▸ WHAT IS BEING ASKED:
Find every line in the records below that holds the word "floral", and copy each one.
===
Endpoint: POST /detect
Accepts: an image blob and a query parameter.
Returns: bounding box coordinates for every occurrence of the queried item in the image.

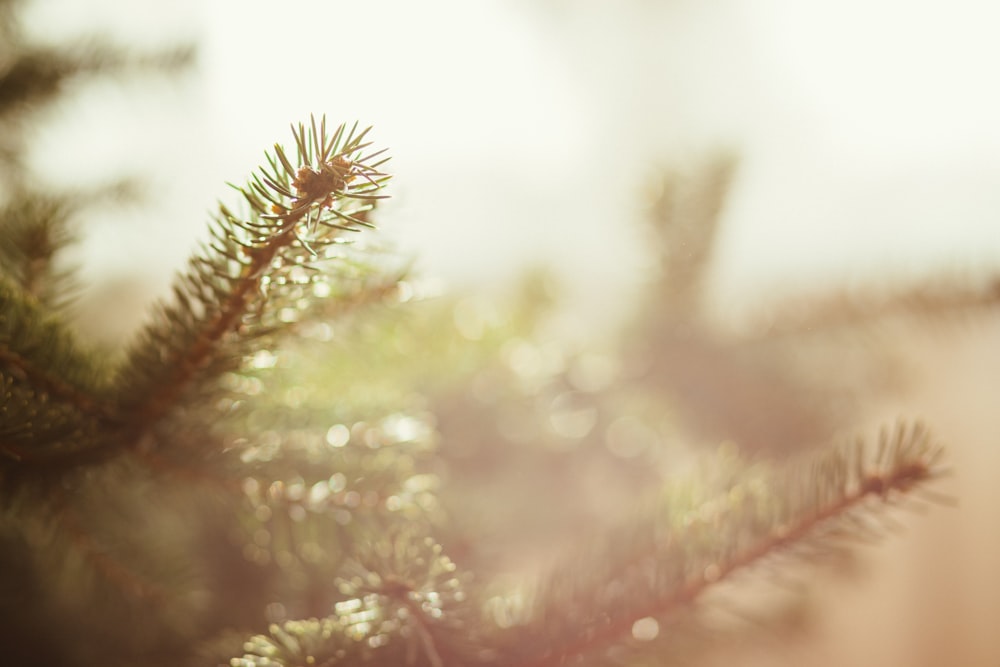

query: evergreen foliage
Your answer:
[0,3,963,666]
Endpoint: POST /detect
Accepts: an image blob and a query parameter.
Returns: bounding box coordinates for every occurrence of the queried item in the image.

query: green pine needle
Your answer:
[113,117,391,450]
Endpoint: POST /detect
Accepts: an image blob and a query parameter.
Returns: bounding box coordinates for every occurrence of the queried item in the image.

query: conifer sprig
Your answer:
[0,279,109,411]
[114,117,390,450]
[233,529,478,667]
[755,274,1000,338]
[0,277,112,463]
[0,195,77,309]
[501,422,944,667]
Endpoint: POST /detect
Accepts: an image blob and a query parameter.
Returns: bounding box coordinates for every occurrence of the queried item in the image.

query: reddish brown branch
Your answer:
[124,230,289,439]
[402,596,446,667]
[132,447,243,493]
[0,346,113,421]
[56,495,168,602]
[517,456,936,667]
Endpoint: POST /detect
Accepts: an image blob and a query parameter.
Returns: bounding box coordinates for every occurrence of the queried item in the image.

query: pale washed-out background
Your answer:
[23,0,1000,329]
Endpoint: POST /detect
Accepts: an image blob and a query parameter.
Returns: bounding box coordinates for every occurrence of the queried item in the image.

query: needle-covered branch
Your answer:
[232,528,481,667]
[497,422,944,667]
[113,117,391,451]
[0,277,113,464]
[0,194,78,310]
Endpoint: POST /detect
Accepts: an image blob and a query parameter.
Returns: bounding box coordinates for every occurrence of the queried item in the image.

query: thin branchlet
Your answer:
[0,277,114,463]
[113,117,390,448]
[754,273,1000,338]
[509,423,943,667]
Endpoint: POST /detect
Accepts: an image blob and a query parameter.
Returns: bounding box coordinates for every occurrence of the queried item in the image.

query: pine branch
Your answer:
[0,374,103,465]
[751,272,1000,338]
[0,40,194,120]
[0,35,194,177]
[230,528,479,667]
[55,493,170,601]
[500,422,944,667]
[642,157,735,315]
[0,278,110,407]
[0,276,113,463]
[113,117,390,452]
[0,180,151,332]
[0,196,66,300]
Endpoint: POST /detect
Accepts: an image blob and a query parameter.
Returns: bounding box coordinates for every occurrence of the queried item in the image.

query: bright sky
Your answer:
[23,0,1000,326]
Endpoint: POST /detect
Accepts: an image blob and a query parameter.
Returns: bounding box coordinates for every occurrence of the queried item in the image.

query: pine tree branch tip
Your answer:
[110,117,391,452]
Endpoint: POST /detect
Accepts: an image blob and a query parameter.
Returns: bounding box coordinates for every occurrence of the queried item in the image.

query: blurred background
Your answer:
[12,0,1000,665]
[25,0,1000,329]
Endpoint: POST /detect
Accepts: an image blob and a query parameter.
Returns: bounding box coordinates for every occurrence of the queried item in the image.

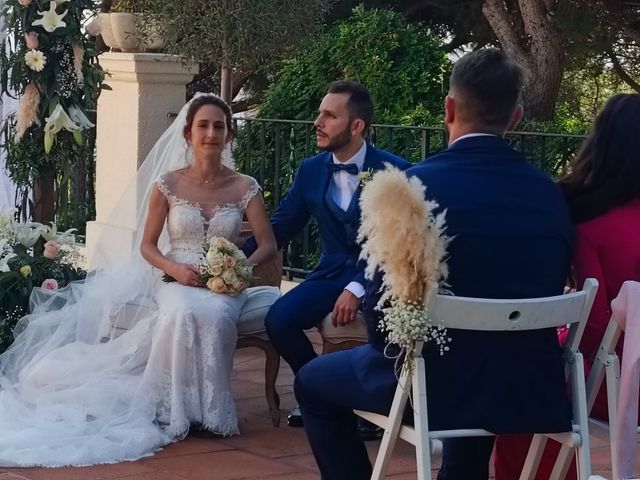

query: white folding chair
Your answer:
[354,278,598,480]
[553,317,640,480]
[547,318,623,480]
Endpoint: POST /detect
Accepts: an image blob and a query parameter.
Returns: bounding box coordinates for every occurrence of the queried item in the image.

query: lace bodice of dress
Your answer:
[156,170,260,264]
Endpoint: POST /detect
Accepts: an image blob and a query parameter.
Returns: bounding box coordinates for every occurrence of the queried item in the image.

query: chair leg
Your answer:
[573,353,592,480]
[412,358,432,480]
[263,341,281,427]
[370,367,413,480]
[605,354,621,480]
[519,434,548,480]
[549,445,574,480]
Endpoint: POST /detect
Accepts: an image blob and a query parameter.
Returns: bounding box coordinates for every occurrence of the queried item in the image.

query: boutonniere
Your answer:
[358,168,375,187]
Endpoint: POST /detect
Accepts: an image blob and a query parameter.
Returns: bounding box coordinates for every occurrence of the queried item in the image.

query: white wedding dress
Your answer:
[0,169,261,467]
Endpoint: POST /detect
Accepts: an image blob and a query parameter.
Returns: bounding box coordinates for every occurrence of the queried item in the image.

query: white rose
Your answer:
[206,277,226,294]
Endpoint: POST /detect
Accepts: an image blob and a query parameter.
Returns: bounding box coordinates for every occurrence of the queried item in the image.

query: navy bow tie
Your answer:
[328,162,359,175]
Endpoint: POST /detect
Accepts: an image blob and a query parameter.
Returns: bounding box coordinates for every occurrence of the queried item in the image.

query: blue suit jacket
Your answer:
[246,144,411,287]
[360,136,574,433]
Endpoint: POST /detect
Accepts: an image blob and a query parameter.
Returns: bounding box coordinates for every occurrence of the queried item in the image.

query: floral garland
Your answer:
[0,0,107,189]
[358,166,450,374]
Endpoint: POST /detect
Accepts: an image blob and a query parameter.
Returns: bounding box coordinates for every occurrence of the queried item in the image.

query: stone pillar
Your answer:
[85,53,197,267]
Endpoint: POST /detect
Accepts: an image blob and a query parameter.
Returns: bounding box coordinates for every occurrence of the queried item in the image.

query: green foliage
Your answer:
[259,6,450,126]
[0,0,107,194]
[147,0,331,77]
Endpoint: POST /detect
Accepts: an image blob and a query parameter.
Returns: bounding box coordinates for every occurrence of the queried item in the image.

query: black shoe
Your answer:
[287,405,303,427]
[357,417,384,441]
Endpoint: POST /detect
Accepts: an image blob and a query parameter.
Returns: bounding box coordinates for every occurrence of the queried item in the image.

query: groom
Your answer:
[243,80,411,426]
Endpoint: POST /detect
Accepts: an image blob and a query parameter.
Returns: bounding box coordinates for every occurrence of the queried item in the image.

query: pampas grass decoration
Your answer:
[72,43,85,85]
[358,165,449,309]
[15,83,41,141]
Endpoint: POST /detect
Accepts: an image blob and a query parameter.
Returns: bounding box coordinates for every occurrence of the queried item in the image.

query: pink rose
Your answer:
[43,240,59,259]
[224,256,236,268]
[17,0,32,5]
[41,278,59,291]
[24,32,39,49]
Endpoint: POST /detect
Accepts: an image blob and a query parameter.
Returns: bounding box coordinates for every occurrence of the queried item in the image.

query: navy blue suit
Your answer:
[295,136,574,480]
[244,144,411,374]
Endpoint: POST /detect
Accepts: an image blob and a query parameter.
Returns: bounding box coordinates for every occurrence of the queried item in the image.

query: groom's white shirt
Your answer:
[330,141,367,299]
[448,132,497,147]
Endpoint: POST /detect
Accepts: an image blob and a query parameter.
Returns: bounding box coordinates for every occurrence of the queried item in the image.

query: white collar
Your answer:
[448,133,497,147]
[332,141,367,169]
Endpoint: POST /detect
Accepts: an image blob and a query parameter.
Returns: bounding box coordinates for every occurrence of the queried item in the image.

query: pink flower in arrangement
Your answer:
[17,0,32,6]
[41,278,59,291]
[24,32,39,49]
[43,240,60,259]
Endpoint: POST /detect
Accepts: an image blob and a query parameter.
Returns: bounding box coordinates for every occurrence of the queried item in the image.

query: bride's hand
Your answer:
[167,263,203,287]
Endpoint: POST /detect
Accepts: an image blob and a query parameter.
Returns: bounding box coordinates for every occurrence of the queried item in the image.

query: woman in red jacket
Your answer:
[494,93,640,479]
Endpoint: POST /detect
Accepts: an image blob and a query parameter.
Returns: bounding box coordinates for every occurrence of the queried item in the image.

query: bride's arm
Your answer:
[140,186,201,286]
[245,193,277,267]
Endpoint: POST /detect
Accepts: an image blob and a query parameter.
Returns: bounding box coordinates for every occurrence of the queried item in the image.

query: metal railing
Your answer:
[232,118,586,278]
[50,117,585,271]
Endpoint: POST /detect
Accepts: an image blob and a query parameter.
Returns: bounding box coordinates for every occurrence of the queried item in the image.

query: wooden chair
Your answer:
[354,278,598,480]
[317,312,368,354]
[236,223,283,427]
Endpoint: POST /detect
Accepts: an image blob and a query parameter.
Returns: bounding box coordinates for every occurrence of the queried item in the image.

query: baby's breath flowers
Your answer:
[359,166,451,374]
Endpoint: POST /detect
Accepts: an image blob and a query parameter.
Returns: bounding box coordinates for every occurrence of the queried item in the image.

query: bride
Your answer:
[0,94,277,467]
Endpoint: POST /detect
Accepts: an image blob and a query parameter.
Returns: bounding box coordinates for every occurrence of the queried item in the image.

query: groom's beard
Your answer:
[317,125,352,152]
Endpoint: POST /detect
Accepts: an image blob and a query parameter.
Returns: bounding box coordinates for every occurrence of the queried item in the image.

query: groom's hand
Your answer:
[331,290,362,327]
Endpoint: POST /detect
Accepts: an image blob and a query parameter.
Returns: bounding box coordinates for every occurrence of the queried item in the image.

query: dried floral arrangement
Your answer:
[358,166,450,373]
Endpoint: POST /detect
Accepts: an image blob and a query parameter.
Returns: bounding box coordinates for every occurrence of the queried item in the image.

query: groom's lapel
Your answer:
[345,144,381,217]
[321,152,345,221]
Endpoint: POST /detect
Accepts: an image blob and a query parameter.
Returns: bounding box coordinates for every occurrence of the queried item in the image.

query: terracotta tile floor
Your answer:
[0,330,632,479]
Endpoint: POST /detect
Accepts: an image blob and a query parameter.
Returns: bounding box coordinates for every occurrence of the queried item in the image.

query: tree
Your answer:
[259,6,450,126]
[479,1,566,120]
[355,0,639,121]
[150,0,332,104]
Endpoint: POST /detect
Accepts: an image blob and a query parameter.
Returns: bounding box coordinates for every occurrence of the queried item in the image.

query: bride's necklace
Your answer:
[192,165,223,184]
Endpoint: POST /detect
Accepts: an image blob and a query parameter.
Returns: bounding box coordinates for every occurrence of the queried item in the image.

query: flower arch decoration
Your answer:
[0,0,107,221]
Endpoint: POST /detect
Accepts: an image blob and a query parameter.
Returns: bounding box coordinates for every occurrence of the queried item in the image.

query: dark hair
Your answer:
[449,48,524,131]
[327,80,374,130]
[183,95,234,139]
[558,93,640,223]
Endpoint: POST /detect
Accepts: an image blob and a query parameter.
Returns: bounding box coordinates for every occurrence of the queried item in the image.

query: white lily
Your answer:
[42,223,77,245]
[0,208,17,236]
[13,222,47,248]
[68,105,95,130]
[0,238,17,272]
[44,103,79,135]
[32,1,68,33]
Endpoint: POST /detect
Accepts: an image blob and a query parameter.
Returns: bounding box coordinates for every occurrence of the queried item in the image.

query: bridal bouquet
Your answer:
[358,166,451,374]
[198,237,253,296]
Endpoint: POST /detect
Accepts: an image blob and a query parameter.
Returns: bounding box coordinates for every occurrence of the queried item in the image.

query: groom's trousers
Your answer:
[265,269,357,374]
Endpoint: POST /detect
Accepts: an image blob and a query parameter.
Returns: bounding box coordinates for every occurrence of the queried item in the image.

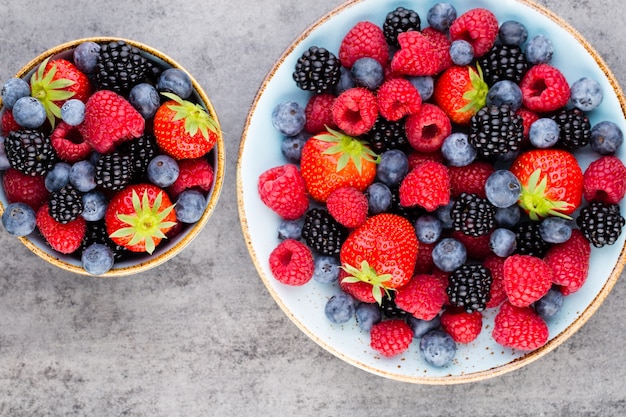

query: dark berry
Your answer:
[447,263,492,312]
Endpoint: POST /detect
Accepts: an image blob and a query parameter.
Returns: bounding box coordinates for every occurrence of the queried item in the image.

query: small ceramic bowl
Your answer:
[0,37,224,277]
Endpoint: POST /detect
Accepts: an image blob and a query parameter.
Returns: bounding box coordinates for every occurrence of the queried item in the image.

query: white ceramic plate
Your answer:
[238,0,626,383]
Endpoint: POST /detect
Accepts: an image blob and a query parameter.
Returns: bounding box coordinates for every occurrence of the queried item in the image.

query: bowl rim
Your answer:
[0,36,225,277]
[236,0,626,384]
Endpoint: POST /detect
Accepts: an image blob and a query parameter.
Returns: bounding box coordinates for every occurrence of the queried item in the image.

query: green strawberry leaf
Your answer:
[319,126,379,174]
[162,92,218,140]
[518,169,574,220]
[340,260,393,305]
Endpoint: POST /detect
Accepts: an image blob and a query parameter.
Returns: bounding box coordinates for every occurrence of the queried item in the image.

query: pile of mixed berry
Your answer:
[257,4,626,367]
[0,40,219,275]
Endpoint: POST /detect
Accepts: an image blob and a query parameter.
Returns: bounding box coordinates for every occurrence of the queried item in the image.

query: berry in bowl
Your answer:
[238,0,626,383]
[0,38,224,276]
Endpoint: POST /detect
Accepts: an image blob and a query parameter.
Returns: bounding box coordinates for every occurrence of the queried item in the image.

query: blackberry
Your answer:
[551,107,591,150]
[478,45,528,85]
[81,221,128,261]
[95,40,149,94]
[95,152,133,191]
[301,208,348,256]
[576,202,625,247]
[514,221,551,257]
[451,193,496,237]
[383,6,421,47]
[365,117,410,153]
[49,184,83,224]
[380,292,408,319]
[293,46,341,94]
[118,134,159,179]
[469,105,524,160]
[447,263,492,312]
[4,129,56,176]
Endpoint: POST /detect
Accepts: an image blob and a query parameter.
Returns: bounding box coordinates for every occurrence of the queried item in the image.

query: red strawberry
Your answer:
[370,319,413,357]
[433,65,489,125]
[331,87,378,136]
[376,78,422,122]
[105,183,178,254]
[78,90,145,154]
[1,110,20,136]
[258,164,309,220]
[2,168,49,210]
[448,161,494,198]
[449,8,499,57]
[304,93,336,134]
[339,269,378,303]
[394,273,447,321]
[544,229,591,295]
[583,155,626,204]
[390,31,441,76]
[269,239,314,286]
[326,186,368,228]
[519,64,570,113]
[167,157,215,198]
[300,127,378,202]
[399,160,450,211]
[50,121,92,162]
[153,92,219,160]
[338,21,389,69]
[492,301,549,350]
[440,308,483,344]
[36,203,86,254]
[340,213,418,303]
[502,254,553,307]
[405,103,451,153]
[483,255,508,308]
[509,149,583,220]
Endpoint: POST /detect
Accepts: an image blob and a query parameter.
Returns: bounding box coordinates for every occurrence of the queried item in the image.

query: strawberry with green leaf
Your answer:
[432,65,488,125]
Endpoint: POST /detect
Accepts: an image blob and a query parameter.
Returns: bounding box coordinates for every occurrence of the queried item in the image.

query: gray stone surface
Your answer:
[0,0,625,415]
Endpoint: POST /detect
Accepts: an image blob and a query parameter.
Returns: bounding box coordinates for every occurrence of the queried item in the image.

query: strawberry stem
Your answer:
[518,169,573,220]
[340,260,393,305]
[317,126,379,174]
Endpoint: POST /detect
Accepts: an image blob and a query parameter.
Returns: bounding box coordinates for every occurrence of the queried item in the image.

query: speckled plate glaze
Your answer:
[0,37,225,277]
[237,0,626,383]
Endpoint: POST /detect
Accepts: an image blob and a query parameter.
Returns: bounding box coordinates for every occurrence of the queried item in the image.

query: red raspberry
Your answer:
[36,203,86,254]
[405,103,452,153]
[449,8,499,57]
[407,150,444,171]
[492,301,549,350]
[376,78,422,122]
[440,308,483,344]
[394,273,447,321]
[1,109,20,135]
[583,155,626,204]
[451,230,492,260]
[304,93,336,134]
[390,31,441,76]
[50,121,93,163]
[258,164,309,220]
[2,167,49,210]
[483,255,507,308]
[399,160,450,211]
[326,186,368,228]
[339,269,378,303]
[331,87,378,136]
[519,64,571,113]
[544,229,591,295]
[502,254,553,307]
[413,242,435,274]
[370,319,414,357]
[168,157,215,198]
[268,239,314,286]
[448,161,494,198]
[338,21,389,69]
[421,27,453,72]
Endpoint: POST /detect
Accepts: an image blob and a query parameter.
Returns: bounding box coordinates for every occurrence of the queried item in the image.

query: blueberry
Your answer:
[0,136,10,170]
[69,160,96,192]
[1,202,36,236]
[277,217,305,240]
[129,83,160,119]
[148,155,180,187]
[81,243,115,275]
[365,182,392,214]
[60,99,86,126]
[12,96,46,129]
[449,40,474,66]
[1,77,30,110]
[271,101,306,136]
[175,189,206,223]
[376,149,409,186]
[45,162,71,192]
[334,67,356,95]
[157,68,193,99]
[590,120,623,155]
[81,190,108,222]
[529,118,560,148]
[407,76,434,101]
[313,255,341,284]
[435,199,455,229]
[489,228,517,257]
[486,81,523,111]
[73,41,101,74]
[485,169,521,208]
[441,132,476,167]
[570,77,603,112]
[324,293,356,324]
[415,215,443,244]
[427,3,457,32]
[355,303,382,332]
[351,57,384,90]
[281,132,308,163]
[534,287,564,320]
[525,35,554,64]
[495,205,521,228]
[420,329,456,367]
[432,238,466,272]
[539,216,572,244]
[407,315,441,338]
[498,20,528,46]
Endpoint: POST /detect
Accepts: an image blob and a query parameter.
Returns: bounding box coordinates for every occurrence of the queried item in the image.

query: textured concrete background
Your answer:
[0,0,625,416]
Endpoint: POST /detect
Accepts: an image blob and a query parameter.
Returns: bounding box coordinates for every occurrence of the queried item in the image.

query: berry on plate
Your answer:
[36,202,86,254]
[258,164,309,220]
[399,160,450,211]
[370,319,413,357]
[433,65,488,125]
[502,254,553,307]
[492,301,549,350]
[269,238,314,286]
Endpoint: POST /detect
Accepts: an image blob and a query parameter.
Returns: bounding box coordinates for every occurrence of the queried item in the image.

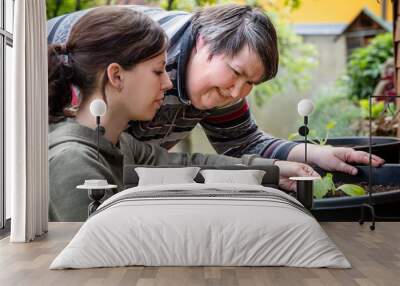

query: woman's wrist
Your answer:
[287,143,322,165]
===
▸ EXERCISE RESPONSE:
query: floral garland
query: dried floral arrangement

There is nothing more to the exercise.